Exercise details
Lines from the top of the entries through the line that has "Shelf-audit tagging: for every instance of the beaded" must be duplicated exactly, and no others.

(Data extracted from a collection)
+-------+
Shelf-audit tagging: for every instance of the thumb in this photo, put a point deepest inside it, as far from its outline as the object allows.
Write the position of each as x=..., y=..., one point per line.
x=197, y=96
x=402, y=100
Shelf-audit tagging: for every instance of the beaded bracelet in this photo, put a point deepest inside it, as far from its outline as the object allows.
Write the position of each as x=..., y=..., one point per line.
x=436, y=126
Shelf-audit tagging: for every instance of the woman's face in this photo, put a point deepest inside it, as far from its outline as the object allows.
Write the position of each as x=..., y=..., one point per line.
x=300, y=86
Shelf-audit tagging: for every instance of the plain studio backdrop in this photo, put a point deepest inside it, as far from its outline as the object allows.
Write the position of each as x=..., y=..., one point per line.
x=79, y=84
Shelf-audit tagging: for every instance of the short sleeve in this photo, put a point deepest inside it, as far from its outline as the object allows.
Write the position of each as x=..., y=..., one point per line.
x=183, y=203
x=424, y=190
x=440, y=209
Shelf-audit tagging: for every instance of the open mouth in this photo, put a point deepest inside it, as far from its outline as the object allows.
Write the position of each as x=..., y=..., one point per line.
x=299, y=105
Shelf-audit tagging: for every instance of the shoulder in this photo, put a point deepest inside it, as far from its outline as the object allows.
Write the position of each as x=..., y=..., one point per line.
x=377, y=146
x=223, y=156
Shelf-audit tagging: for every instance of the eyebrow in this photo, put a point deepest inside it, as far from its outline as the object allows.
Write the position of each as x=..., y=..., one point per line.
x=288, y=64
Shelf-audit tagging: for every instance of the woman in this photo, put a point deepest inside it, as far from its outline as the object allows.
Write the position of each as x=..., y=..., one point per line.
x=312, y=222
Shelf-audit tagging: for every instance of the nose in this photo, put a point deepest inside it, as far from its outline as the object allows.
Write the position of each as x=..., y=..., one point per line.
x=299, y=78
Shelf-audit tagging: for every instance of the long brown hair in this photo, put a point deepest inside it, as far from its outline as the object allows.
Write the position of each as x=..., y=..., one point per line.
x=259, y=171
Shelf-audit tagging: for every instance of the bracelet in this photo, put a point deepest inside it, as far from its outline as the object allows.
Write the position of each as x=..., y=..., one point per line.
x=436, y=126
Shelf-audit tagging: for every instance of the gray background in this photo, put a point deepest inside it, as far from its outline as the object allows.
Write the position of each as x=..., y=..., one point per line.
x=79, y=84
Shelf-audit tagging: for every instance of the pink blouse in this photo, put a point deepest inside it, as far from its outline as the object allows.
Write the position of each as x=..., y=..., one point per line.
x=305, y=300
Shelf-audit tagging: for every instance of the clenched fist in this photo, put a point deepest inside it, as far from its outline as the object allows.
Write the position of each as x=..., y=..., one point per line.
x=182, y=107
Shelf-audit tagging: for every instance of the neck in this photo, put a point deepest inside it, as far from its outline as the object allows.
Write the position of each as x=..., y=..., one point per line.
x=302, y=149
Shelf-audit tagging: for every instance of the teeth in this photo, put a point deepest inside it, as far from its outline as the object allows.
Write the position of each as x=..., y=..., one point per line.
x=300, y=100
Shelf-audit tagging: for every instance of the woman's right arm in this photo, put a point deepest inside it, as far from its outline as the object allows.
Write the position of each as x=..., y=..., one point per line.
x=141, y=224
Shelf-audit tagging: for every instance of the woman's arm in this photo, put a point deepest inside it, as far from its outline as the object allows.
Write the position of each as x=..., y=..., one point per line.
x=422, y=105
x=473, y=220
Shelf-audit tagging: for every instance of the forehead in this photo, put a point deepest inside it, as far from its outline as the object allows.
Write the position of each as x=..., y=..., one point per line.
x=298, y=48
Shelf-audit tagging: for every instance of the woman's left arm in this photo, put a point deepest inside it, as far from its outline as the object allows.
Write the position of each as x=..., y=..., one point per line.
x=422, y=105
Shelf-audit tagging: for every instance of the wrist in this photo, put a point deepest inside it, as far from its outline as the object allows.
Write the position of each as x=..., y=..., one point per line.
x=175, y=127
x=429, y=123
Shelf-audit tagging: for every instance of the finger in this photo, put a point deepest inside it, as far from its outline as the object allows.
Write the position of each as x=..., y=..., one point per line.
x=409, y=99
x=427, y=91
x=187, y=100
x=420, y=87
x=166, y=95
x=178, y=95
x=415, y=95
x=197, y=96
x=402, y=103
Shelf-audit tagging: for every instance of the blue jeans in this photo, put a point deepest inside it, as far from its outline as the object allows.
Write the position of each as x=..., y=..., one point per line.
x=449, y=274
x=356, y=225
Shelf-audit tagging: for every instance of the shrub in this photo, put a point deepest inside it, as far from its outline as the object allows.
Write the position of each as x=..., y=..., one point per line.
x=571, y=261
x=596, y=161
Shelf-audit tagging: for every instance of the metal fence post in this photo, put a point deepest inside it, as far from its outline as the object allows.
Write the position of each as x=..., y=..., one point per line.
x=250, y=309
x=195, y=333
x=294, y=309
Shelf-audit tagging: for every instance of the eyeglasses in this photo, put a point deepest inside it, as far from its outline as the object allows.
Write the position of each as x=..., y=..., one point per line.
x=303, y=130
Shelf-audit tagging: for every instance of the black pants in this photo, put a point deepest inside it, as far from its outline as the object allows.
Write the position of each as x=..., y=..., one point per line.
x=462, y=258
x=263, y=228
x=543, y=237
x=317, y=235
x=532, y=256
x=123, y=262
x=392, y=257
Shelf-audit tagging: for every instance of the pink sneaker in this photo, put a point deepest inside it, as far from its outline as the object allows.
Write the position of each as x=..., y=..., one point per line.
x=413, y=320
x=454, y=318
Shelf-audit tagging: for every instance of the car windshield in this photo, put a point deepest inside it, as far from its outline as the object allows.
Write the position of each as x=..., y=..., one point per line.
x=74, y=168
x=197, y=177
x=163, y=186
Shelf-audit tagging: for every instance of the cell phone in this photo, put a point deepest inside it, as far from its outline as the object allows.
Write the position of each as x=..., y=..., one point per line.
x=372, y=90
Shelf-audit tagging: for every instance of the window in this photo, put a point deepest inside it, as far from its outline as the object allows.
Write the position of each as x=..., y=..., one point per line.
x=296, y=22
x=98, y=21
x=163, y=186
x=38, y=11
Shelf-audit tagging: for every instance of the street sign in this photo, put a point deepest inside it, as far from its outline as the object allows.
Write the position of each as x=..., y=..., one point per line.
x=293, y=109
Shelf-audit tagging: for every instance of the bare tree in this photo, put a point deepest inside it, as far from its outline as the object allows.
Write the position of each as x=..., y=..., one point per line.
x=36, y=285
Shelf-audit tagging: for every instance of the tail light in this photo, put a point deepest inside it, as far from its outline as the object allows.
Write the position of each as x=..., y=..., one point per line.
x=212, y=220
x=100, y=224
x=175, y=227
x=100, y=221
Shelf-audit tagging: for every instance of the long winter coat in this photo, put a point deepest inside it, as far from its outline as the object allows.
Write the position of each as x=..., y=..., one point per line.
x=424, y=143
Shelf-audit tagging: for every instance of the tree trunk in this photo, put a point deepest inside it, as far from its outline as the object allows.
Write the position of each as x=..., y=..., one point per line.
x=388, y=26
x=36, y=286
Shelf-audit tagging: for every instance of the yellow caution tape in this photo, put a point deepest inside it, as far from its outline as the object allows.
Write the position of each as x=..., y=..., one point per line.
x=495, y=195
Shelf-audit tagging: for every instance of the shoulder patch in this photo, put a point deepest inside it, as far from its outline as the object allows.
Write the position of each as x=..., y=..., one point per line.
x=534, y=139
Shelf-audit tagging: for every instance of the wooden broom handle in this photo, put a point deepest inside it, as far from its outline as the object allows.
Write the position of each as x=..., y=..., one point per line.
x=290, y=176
+-------+
Final answer
Shelf-audit tagging: for every instance of the thumb in this photo, put a point deepest inside it, as far from its outline as the object allows.
Write the position of each as x=..., y=..., one point per line.
x=197, y=96
x=402, y=100
Shelf-audit tagging: for every instance of the beaded bracelet in this photo, put a point deepest inside it, as far from its outline as the object allows.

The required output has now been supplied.